So I kind of love Christina Rossetti. We just read her in my English Literary Tradition class (I hated a lot of the reading in that class early on, but it's starting to pick up now. Anything but Wordsworth. Ugh.) and while we read her in my Victorian Sexualities class too (best class EVER - we read Victorian porn, for Chrissakes) I think I like her even better in this class. We mainly focused on "Goblin Market," and justifiably so, especially since it's about lesbian sisters. No, really. It's about sisters who save each other through their female sexuality with each other and by breaking away from the evil temptations of men. It's about other things, too, but that aspect is the most fun.

· · · ·

## What you need to do:
1. Retype the passage about Christina Rossetti from "So I kind of" up to and including "the most fun.".
2. According to the passage about Christina Rossetti, which of her poems did the class mainly focus on?

## Data provided:
· · · ·

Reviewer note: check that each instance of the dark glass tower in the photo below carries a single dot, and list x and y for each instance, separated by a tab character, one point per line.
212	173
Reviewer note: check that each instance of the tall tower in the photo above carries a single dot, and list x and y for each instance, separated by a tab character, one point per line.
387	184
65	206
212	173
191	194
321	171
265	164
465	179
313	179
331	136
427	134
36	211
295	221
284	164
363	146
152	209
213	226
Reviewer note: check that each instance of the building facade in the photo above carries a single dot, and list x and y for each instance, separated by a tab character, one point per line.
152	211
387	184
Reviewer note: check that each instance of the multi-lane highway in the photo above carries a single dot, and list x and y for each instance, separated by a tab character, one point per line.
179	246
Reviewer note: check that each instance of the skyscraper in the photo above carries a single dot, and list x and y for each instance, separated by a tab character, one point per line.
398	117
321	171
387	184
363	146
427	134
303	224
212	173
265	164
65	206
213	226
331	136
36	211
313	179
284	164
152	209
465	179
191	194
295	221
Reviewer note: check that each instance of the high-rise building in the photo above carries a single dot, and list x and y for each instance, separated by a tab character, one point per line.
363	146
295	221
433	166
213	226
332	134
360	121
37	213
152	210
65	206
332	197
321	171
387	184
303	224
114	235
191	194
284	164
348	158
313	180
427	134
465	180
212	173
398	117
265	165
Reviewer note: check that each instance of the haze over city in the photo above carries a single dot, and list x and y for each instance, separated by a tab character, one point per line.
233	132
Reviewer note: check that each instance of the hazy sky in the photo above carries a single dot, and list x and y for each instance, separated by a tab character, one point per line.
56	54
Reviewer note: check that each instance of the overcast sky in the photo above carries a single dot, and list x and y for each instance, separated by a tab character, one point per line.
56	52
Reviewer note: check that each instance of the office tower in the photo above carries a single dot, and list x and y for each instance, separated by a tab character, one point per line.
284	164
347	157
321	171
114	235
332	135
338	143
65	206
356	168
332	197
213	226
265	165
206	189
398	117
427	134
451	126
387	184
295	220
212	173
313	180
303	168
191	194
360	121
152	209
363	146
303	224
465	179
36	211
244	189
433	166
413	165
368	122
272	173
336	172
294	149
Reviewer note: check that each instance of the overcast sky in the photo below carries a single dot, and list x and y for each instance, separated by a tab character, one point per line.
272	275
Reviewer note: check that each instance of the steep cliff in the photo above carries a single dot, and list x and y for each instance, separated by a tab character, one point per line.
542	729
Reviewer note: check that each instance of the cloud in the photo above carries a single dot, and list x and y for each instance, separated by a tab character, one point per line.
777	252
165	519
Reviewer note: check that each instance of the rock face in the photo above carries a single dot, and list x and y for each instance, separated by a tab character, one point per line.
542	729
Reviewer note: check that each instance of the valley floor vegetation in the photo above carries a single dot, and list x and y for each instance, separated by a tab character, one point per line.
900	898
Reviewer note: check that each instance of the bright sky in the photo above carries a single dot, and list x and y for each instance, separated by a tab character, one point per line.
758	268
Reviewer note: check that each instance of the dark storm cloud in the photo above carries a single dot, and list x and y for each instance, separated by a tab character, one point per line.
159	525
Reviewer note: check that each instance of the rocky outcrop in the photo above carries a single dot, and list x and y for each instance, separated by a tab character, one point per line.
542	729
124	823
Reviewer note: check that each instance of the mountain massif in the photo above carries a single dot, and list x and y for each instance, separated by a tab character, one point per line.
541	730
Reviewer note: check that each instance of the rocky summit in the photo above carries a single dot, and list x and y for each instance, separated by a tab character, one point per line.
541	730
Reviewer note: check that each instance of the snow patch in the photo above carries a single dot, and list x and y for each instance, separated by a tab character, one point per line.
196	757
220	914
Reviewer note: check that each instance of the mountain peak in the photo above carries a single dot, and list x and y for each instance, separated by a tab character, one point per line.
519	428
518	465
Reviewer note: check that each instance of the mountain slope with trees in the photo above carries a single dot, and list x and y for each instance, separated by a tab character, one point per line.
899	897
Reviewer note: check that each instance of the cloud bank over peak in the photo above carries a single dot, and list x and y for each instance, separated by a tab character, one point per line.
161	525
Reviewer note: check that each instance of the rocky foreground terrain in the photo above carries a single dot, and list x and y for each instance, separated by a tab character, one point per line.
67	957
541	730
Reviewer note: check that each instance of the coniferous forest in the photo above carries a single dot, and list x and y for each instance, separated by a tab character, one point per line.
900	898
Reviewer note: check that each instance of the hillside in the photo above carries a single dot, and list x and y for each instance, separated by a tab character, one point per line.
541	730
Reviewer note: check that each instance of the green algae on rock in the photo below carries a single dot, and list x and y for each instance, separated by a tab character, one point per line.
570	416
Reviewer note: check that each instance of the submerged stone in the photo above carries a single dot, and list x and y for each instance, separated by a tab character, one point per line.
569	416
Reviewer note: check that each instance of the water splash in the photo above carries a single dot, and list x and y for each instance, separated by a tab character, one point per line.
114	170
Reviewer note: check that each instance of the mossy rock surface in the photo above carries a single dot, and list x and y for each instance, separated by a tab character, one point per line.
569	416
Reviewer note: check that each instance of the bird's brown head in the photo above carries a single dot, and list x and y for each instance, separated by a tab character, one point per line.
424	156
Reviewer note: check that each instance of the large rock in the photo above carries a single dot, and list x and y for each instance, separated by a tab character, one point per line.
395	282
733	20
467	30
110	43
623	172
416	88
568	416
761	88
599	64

· · · ·

## Answer section:
1.
So I kind of love Christina Rossetti. We just read her in my English Literary Tradition class (I hated a lot of the reading in that class early on, but it's starting to pick up now. Anything but Wordsworth. Ugh.) and while we read her in my Victorian Sexualities class too (best class EVER - we read Victorian porn, for Chrissakes) I think I like her even better in this class. We mainly focused on "Goblin Market," and justifiably so, especially since it's about lesbian sisters. No, really. It's about sisters who save each other through their female sexuality with each other and by breaking away from the evil temptations of men. It's about other things, too, but that aspect is the most fun.

2. "Goblin Market."